British Prime Minister David
Cameron recently raised a few eyebrows by declaring that Britain is a Christian
country. Cameron and his allies in the Church then explained, somewhat
defiantly, that Christianity had supplied the core of Britain’s culture and
history, and that to ignore the contribution was untruthful. This need not be especially controversial. Cameron is a Tory, after all, and
the enshrinement of the Church of England within the official structure of the
British state is not new. Still, Cameron’s remark and the reaction that has
followed are worth unpacking, for what they suggest about secularism in
democracy. For while Cameron may simply have repeated an old bit of dogma, he
also highlighted the instability of the opposition between ‘secular’ and
‘religious’ nationhoods, and the place-specific nature of the instability.
Is Britain a Christian country?
It is less ‘Christian’ today than it was ten, fifty or a hundred
years ago: a much smaller percentage of the population identifies itself as
Christian. In 2001, seventy-two percent of Britons identified themselves as
Christian, whereas in 2011, the percentage figure was fifty-nine. By 2030,
Christians will be a minority in what a Church of England official emphasized
was ‘their own land.’ There are too many people around with names like Hasan
and Patel, and obviously Cameron was dog-whistling to a
beleaguered Little England of people with names like Smith, Jones and Morrissey. As a
political tactic, it has its immediate roots in the rhetoric of the National
Front and BNP (not to mention Margaret Thatcher): this is our own land, not theirs/yours.
The sharp reaction is a commendable, if unsurprising, refusal by liberal
nationalists to accept such naked racism. But it is also a sign of a problem within supposedly unproblematic white Britain:
if Albion is a Christian country, then it has shrunk by as many as four
million souls in the first decade of the twenty-first century.

··········

Required tasks
[a] Please write out the stretch of the passage on Britain's Christian identity from "The sharp reaction" through "the twenty-first century.".
[b] Answer these questions from the passage on Britain's Christian identity:
(i) What party does Cameron belong to?
(ii) What percentage of Britons identified themselves as Christian in 2001?
(iii) By what year will Christians be a minority in Britain?

Stored dataset items
··········

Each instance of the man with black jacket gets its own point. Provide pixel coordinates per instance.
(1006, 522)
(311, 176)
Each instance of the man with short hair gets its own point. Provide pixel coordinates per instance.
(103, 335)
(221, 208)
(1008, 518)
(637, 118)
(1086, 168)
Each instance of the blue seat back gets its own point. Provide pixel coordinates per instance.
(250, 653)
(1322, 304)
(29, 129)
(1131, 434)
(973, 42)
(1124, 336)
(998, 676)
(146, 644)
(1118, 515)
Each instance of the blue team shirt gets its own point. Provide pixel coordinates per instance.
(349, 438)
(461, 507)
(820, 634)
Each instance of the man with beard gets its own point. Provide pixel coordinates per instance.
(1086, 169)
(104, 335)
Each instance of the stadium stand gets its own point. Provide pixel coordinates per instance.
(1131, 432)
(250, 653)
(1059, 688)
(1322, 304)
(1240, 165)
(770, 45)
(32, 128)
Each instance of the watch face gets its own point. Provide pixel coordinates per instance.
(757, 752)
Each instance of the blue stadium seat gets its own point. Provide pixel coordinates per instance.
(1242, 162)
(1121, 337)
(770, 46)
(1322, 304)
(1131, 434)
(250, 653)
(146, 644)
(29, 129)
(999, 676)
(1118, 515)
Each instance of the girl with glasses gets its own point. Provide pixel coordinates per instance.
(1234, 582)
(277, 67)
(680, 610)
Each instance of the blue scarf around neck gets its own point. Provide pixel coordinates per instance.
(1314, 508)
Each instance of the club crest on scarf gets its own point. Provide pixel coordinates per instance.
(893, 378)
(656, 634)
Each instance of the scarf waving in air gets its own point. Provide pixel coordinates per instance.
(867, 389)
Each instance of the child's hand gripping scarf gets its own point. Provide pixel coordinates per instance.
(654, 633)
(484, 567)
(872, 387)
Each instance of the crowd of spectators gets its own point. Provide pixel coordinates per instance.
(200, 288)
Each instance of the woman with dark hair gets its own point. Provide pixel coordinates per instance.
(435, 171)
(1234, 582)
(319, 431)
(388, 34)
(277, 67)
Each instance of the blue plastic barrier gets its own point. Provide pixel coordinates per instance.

··········

Per-task answers
[a]
The sharp reaction is a commendable, if unsurprising, refusal by liberal
nationalists to accept such naked racism. But it is also a sign of a problem within supposedly unproblematic white Britain:
if Albion is a Christian country, then it has shrunk by as many as four
million souls in the first decade of the twenty-first century.

[b]
(i) He is a Tory.
(ii) Seventy-two percent.
(iii) 2030.